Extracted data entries

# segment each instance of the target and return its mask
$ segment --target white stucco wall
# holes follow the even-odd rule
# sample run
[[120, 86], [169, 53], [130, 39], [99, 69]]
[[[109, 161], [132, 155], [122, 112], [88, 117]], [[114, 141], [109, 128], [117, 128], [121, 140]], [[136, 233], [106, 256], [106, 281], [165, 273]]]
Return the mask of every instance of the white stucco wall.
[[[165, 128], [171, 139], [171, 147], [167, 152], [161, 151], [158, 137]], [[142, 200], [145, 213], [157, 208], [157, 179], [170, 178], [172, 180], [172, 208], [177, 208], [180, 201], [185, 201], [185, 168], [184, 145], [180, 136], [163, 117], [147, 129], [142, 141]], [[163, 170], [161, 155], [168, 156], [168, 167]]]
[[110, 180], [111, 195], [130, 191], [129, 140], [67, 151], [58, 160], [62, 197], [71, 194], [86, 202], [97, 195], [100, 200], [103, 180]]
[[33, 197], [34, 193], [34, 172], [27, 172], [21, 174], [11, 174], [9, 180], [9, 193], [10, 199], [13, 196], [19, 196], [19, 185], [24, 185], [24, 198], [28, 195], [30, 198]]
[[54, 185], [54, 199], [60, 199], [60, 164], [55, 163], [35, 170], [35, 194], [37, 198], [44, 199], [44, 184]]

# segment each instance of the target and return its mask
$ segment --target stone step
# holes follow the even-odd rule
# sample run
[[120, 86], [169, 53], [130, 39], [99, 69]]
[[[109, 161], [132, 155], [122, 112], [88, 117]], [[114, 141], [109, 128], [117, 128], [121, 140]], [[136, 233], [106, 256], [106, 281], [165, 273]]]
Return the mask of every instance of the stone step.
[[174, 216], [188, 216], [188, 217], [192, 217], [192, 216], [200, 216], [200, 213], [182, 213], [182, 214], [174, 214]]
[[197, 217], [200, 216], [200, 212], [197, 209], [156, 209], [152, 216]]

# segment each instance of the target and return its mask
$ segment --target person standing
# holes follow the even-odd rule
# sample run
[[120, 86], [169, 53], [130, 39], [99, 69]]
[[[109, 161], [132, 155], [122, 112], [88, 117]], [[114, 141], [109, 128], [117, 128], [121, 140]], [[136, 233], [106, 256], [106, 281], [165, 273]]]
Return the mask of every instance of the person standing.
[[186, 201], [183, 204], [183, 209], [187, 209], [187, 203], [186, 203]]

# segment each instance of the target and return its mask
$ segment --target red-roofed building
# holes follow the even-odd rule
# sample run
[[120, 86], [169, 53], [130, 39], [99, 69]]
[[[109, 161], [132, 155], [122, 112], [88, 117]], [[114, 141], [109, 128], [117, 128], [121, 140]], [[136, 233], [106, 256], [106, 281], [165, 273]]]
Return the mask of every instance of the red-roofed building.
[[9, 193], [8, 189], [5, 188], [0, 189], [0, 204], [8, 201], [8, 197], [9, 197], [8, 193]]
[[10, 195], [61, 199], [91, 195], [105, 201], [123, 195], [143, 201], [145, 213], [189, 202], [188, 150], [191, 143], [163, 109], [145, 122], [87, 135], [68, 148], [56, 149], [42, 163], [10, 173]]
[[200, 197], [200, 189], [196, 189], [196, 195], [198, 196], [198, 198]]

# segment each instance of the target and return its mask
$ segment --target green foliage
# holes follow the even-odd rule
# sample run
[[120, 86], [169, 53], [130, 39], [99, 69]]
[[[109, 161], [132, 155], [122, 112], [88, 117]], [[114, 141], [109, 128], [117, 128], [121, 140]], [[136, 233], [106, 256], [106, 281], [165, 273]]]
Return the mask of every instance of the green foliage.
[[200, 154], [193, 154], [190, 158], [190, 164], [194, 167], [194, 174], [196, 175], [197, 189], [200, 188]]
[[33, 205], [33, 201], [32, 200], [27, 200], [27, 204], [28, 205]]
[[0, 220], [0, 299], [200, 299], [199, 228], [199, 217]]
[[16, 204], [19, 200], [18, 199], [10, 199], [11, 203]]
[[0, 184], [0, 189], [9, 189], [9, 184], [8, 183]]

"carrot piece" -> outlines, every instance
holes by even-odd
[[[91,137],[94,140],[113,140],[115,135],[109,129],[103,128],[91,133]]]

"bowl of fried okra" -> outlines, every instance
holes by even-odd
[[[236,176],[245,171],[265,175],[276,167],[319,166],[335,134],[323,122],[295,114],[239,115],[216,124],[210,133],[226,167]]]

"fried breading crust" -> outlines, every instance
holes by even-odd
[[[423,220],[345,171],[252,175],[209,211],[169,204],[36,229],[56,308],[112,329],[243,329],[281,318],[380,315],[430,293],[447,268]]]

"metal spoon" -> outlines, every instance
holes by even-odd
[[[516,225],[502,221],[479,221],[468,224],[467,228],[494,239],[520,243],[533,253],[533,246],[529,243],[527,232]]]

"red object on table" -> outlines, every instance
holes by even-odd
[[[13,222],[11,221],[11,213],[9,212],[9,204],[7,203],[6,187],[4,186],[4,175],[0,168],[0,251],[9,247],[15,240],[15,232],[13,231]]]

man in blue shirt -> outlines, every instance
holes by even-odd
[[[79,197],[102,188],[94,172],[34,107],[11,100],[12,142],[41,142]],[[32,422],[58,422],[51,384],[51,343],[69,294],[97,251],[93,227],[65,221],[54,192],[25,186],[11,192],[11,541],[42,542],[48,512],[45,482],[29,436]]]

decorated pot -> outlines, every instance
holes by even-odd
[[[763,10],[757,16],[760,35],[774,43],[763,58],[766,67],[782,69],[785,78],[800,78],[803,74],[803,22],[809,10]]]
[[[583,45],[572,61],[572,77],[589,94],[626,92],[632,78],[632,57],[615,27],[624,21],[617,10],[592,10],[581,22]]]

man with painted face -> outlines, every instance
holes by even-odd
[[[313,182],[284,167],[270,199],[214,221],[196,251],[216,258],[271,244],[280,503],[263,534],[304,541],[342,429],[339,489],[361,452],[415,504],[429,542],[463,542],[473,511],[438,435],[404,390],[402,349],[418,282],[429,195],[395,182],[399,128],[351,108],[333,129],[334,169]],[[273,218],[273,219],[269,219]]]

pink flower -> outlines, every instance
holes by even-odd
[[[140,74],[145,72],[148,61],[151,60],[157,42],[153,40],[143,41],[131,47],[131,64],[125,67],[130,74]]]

Task prompt:
Each record should be repeated in full, exactly as it is written.

Response to this task:
# segment each instance of the target and return its mask
$ segment --target white stucco wall
# holes follow the even-odd rule
# sample run
[[120, 86], [169, 53], [130, 39], [99, 69]]
[[[109, 161], [132, 155], [122, 112], [88, 117]], [[114, 141], [109, 128], [117, 128], [121, 140]], [[136, 233], [106, 256], [106, 281], [165, 273]]]
Return the mask of every instance of the white stucco wall.
[[[165, 128], [171, 139], [171, 147], [167, 152], [161, 151], [158, 137]], [[142, 200], [145, 213], [157, 208], [157, 179], [170, 178], [172, 180], [172, 208], [177, 208], [180, 201], [185, 201], [185, 168], [184, 145], [180, 136], [163, 117], [147, 129], [142, 141]], [[163, 170], [161, 155], [168, 156], [168, 167]]]
[[110, 180], [111, 195], [130, 191], [129, 140], [67, 151], [58, 160], [62, 197], [71, 194], [86, 202], [97, 195], [100, 200], [103, 180]]
[[33, 197], [34, 193], [34, 172], [27, 172], [21, 174], [11, 174], [9, 180], [9, 193], [10, 199], [13, 196], [19, 196], [19, 185], [24, 185], [24, 198], [28, 195], [30, 198]]
[[54, 185], [54, 199], [60, 199], [60, 164], [55, 163], [35, 170], [35, 194], [37, 198], [44, 199], [44, 184]]

# segment each instance of the target and return its mask
$ segment --target stone step
# holes follow the even-odd rule
# sample run
[[120, 86], [169, 53], [130, 39], [99, 69]]
[[[109, 161], [132, 155], [122, 112], [88, 117]], [[114, 141], [109, 128], [117, 128], [121, 140]], [[136, 233], [106, 256], [106, 281], [165, 273]]]
Return the mask of every instance of the stone step.
[[174, 216], [188, 216], [188, 217], [192, 217], [192, 216], [200, 216], [200, 213], [182, 213], [182, 214], [174, 214]]
[[197, 217], [200, 216], [200, 212], [197, 209], [156, 209], [152, 216]]

# segment each instance of the target and return its mask
$ segment --target person standing
# holes follow the even-odd rule
# sample run
[[120, 86], [169, 53], [130, 39], [99, 69]]
[[[109, 161], [132, 155], [122, 112], [88, 117]], [[114, 141], [109, 128], [117, 128], [121, 140]], [[136, 233], [106, 256], [106, 281], [165, 273]]]
Return the mask of every instance of the person standing.
[[186, 201], [183, 204], [183, 209], [187, 209], [187, 203], [186, 203]]

# segment each instance of the target and return its mask
$ segment --target red-roofed building
# holes follow the even-odd rule
# sample run
[[120, 86], [169, 53], [130, 39], [99, 69]]
[[[109, 161], [132, 155], [122, 112], [88, 117]], [[114, 141], [109, 128], [117, 128], [121, 140]], [[136, 233], [106, 256], [106, 281], [165, 273]]]
Return the mask of every instance of the red-roofed building.
[[9, 193], [8, 189], [5, 188], [0, 189], [0, 204], [8, 201], [8, 197], [9, 197], [8, 193]]
[[10, 195], [61, 199], [91, 195], [105, 201], [123, 195], [143, 201], [145, 213], [189, 202], [188, 150], [191, 143], [163, 109], [145, 122], [87, 135], [68, 148], [56, 149], [42, 163], [10, 173]]
[[200, 197], [200, 189], [196, 189], [196, 195], [198, 196], [198, 198]]

# segment each instance of the target and return its mask
$ segment --target green foliage
# holes follow the even-odd rule
# sample run
[[120, 86], [169, 53], [130, 39], [99, 69]]
[[[109, 161], [132, 155], [122, 112], [88, 117]], [[114, 141], [109, 128], [117, 128], [121, 140]], [[136, 233], [106, 256], [106, 281], [165, 273]]]
Return the mask of every instance of the green foliage.
[[200, 154], [193, 154], [190, 158], [190, 164], [194, 167], [194, 174], [196, 175], [197, 189], [200, 188]]
[[33, 205], [33, 201], [32, 200], [27, 200], [27, 204], [28, 205]]
[[0, 220], [0, 299], [200, 299], [199, 228], [199, 217]]
[[16, 204], [19, 200], [18, 199], [10, 199], [11, 203]]
[[0, 184], [0, 189], [9, 189], [9, 184], [8, 183]]

"carrot piece" -> outlines, every instance
holes by even-odd
[[[91,137],[94,140],[113,140],[115,135],[109,129],[103,128],[91,133]]]

"bowl of fried okra" -> outlines, every instance
holes by even-odd
[[[236,176],[245,171],[265,175],[276,167],[319,166],[335,134],[323,122],[295,114],[239,115],[216,124],[210,133],[226,167]]]

"fried breading crust" -> outlines, every instance
holes by even-odd
[[[423,220],[345,171],[252,175],[209,211],[169,204],[36,229],[56,308],[112,329],[243,329],[281,318],[380,315],[430,293],[447,268]]]

"metal spoon" -> outlines, every instance
holes by even-odd
[[[516,225],[502,221],[479,221],[468,224],[467,228],[494,239],[520,243],[533,253],[533,246],[529,243],[527,232]]]

"red object on table" -> outlines, every instance
holes by even-odd
[[[13,222],[11,221],[11,213],[9,212],[9,204],[7,203],[6,187],[4,186],[4,175],[0,168],[0,251],[9,247],[15,240],[15,232],[13,231]]]

man in blue shirt -> outlines, every instance
holes by even-odd
[[[79,197],[102,188],[94,172],[34,107],[11,100],[12,142],[41,142]],[[32,422],[58,422],[51,384],[51,343],[69,294],[97,251],[93,227],[65,221],[54,192],[25,186],[11,192],[11,541],[42,542],[48,512],[45,482],[29,436]]]

decorated pot -> outlines, every instance
holes by even-odd
[[[763,10],[757,16],[760,35],[774,43],[763,58],[766,67],[782,69],[785,78],[800,78],[803,74],[803,22],[809,10]]]
[[[583,45],[572,61],[572,77],[589,94],[626,92],[632,78],[632,57],[615,27],[624,21],[617,10],[592,10],[581,22]]]

man with painted face -> outlines, every instance
holes by even-odd
[[[313,182],[284,167],[270,199],[214,221],[196,251],[216,258],[271,244],[280,503],[263,534],[304,541],[342,429],[339,489],[361,452],[415,504],[429,542],[463,542],[473,511],[438,435],[404,390],[402,349],[418,282],[429,195],[395,182],[399,128],[351,108],[333,129],[334,169]],[[273,218],[273,219],[269,219]]]

pink flower -> outlines, every instance
holes by even-odd
[[[140,74],[145,72],[148,61],[151,60],[157,42],[153,40],[143,41],[131,47],[131,64],[125,67],[130,74]]]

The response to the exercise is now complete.